Look below for the lines from the one with "Could you please tag every instance of the chair" to the one with "Could you please tag every instance of the large", and copy exactly those lines, both ends included.

__MATERIAL SUPPLIED__:
:::::

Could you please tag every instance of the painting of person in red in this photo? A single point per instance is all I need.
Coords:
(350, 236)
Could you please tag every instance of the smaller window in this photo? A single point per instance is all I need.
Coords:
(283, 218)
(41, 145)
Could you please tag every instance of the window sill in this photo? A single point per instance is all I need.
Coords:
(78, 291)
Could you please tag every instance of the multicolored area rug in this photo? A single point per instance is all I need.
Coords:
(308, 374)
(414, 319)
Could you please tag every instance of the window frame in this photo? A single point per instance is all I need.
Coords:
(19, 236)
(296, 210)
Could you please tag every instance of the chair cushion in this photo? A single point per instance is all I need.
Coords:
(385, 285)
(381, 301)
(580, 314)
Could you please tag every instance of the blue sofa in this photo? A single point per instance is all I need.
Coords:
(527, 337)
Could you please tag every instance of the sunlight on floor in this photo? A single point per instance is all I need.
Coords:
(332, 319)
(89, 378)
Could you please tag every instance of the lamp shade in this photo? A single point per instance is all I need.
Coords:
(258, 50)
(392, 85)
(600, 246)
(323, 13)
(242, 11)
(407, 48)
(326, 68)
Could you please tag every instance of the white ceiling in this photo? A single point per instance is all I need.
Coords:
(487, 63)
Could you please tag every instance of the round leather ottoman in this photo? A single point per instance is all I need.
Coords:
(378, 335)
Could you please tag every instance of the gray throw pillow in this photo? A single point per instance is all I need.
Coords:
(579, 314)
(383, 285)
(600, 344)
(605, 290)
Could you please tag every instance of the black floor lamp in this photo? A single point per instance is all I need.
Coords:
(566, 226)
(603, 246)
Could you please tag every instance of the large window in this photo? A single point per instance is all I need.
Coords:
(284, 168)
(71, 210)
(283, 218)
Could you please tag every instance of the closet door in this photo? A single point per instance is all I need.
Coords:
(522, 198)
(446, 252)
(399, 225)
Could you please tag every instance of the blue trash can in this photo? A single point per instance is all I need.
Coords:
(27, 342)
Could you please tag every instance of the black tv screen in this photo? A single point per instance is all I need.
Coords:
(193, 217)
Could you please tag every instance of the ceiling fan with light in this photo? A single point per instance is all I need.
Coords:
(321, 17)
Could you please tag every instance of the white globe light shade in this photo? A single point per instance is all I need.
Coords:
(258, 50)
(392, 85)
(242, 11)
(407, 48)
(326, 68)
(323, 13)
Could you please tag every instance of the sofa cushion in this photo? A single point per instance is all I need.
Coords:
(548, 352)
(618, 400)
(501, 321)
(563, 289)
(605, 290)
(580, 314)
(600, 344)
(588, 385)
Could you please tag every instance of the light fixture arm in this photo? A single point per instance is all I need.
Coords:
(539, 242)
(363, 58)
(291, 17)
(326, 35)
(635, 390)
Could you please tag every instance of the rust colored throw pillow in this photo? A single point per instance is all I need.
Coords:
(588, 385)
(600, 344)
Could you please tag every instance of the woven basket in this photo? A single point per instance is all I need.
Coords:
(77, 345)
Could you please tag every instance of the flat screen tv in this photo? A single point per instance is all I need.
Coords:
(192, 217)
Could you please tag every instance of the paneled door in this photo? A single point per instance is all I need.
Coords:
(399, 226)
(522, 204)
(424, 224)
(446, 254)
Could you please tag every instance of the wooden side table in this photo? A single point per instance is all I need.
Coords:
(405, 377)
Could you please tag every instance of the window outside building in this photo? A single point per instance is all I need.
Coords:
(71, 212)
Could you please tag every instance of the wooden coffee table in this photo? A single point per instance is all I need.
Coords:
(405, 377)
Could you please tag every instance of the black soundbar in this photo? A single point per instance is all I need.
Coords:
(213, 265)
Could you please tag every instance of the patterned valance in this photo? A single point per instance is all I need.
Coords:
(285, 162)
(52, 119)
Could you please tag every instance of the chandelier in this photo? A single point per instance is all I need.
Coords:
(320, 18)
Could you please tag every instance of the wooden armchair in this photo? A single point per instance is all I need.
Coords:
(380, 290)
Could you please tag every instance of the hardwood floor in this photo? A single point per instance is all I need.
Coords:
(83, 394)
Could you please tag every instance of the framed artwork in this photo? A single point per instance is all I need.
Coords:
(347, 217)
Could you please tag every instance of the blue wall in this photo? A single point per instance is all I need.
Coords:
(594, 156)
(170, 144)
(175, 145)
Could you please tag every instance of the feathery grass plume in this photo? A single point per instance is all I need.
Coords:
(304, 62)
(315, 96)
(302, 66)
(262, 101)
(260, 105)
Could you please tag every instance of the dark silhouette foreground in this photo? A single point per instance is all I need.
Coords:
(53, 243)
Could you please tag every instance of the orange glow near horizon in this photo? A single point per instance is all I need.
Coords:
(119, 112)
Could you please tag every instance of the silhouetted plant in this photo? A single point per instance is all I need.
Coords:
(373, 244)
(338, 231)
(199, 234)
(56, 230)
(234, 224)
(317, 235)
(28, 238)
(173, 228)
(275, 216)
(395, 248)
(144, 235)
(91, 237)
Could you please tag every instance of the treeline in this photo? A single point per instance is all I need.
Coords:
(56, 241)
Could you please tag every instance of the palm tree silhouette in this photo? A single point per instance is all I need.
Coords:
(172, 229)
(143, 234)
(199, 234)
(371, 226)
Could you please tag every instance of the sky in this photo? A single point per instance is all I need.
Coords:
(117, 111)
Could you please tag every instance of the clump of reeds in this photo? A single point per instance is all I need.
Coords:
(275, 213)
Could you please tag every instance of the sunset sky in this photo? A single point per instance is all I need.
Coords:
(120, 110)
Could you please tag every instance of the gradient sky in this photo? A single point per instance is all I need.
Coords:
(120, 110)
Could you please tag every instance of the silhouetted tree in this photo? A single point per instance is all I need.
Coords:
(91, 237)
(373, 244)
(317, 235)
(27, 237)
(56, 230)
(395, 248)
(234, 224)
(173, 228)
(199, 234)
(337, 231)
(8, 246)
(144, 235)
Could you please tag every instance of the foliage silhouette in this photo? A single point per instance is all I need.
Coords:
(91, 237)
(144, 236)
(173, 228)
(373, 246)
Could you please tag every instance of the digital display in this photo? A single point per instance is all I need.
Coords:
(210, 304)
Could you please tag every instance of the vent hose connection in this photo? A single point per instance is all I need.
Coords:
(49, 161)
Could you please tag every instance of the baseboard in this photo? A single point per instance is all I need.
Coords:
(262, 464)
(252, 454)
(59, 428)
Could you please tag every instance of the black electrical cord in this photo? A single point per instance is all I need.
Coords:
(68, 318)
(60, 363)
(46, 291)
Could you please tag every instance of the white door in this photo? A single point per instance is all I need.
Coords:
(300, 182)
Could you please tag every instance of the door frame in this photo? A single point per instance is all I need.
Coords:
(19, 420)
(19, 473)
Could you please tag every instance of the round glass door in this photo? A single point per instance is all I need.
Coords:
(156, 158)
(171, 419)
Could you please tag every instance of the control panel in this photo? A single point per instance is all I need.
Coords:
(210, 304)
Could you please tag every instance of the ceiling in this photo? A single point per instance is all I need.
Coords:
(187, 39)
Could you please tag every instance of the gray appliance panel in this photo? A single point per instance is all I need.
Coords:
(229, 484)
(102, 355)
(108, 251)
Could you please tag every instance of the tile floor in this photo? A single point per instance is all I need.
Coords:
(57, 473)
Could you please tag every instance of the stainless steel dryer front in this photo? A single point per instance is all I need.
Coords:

:::::

__RESPONSE__:
Could you please tag every instance of the chair cushion in this photo? A single point per instance is all I need.
Coords:
(385, 285)
(381, 301)
(580, 314)
Could you please tag every instance of the blue sofa in this photo? A single point per instance is all I need.
Coords:
(527, 337)
Could you please tag every instance of the sunlight on floor in this photo? A single point per instance is all I need.
Coords:
(332, 319)
(89, 378)
Could you please tag every instance of the lamp shade in this photo? A single point per instance is all I need.
Coords:
(258, 50)
(392, 85)
(600, 246)
(323, 13)
(242, 11)
(407, 48)
(326, 68)
Could you please tag every instance of the white ceiling in this photo? A single point per instance is all I need.
Coords:
(487, 63)
Could you please tag every instance of the round leather ottoman in this photo? A single point per instance is all I need.
Coords:
(378, 335)
Could you please tag every instance of the gray throw pillow in this photo? A single point per instance is all I need.
Coords:
(579, 314)
(383, 285)
(600, 344)
(605, 290)
Could you please tag every instance of the black floor lamp in this photo? A single point per instance is all I need.
Coords:
(566, 226)
(603, 246)
Could you please tag every instance of the large window in this photo? A single point per instance is all I need.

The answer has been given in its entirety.